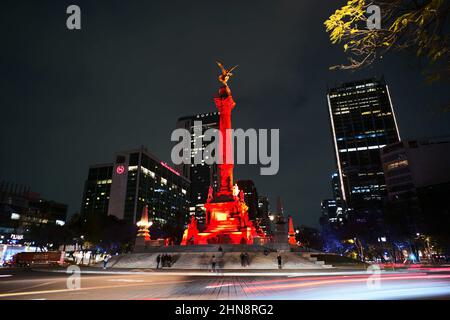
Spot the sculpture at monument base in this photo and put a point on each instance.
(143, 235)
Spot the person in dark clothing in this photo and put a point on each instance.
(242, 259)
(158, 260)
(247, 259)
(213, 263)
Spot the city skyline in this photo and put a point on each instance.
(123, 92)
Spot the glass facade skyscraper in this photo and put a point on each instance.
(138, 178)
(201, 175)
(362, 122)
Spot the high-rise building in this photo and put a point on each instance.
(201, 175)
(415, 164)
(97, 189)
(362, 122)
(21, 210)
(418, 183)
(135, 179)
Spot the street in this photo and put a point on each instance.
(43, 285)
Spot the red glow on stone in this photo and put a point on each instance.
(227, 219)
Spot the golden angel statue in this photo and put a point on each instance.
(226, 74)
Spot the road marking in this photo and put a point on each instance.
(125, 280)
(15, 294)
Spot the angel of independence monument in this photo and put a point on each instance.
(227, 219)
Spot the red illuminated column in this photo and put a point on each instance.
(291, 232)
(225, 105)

·····

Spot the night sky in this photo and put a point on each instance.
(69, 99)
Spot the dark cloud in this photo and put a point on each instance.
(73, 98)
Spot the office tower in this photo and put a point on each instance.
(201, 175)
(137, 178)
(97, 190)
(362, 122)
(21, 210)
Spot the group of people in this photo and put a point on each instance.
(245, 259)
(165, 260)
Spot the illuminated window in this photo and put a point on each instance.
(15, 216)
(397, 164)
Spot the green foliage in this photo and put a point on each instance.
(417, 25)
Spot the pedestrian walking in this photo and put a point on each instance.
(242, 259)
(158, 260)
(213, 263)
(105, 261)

·····

__PROBLEM TO WORK ON__
How many rows above contain the string "illuminated", with case counting? Reply with the number only.

__ANSWER TO THE PROBLEM__
2